Document extract
----------

Immunology and Vacation

We are back!  We had a lovely time in Seal Beach, CA and some nice visits with Andrew's dad and wife.  It had been 5 years since Ellie had seen them and she was just thrilled to see her Papa.  We tried to stay pretty busy and enjoy the gorgeous 80 degree weather which was a good 20 degrees cooler than scorching Austin.

The first day we went to the beach, but we stayed in the way back so she couldn't see in the ocean and want to go swimming.  She also spent time on the playground right on the beach, swinging to her heart's content.

So Disneyland.  It was an adventure and the first time that Ellie and I have ever been to any type of Disney resort.

We made the mistake of waiting in line for 45 minutes to get a disability pass.  A disability pass allows wait to go on a ride without waiting in the line.  For instance, say the wait is 40 minutes, you can go do something else and come back 40 minutes later to get right on the ride.  We did this specifically for Dumbo.  Ellie did not want to ride Dumbo.  Instead she wanted to ride the King Triton Carousel and the Circus Train a gazillion times. The wait times were not too long which was great for someone who has meltdowns, but we learned halfway through our visit that we didn't really need to wait at all or use the disability pass.  Ellie's stroller is actually a wheelchair.  That gives us access to the disability line and allowed us to hop right on the carousel and trains.  Apparently, this is for all the smaller rides.  The bigger ones, you have to have the disability pass.

----------

Point location data
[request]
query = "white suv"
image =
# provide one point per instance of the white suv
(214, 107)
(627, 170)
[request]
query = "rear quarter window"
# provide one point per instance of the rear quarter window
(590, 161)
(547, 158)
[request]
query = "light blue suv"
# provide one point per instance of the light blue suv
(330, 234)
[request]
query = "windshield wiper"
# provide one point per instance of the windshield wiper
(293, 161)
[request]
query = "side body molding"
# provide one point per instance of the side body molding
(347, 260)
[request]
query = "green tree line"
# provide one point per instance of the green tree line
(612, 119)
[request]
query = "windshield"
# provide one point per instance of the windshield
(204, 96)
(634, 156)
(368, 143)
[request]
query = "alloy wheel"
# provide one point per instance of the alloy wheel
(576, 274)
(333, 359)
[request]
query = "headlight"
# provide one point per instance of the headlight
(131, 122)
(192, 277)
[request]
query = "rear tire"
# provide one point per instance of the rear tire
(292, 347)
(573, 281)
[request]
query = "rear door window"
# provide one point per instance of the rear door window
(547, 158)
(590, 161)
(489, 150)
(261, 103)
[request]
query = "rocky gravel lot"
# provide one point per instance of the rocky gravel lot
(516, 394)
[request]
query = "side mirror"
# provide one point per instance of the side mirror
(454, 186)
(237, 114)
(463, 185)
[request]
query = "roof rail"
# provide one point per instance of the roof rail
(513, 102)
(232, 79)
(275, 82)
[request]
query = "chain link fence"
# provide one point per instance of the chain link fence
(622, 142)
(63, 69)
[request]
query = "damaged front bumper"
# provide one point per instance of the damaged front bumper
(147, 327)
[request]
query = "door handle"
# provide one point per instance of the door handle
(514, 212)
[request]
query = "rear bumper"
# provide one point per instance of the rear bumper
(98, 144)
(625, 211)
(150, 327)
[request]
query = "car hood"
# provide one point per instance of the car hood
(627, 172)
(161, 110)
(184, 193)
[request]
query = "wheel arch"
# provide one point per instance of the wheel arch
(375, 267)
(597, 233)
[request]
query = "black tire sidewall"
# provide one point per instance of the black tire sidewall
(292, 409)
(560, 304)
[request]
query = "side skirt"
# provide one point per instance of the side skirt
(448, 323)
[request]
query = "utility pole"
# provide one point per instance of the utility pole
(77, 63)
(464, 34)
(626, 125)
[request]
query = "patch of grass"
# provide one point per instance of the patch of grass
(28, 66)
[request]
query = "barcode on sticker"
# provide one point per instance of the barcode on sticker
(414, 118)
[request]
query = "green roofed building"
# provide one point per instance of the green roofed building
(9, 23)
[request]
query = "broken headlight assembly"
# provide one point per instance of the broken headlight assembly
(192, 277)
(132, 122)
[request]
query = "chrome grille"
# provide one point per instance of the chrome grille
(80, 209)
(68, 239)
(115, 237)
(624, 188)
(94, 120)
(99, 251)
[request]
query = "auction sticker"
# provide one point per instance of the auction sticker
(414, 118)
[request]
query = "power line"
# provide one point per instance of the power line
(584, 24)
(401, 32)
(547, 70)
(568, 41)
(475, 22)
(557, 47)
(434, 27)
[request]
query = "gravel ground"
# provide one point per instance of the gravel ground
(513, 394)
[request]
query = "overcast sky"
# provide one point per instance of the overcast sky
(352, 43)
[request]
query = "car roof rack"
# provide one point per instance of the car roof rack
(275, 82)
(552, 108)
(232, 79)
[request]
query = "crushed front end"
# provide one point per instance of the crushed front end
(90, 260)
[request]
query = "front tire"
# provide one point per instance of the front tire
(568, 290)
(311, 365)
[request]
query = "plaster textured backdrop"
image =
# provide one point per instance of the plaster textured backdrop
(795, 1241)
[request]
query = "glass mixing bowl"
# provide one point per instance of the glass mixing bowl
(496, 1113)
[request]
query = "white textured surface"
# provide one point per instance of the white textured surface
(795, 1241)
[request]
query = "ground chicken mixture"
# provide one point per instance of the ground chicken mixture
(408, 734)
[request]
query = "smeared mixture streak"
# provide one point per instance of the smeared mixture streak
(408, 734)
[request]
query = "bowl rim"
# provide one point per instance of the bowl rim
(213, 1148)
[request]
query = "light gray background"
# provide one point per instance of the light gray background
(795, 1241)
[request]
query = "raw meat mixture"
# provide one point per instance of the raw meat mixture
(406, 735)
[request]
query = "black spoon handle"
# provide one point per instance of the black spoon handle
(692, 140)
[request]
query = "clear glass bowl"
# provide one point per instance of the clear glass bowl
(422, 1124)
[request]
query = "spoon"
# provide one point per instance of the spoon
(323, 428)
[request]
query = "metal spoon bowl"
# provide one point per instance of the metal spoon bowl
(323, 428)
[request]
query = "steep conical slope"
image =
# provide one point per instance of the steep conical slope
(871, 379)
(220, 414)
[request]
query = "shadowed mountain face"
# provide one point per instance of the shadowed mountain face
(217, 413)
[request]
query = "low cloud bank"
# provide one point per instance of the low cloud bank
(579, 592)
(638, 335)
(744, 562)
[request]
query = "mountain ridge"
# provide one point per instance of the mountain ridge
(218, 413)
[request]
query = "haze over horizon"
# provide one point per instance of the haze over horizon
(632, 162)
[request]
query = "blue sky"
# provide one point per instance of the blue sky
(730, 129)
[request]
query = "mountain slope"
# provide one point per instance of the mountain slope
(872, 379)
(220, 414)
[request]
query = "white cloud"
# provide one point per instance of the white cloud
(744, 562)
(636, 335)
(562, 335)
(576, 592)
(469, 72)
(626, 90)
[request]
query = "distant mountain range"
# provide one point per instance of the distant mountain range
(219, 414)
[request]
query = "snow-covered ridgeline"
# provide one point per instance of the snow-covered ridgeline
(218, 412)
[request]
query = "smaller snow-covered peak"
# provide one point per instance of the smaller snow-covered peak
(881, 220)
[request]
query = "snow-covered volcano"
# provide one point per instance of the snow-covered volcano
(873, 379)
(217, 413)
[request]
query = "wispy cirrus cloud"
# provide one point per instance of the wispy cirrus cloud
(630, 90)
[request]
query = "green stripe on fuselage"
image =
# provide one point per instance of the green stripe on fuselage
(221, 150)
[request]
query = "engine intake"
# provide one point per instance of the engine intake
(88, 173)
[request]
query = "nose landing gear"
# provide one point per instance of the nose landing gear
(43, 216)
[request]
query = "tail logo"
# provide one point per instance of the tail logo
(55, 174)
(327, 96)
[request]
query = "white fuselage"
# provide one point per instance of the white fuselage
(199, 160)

----------

Directions for this task
Rewrite the paragraph of the vacation post that begins "We are back!" more briefly, keeping its main facts.

Response to this task
The family is back from a lovely trip to Seal Beach, CA, where they had nice visits with Andrew's dad and wife. Ellie, who hadn't seen them in 5 years, was thrilled to see her Papa. They stayed busy and enjoyed the 80-degree weather, about 20 degrees cooler than Austin.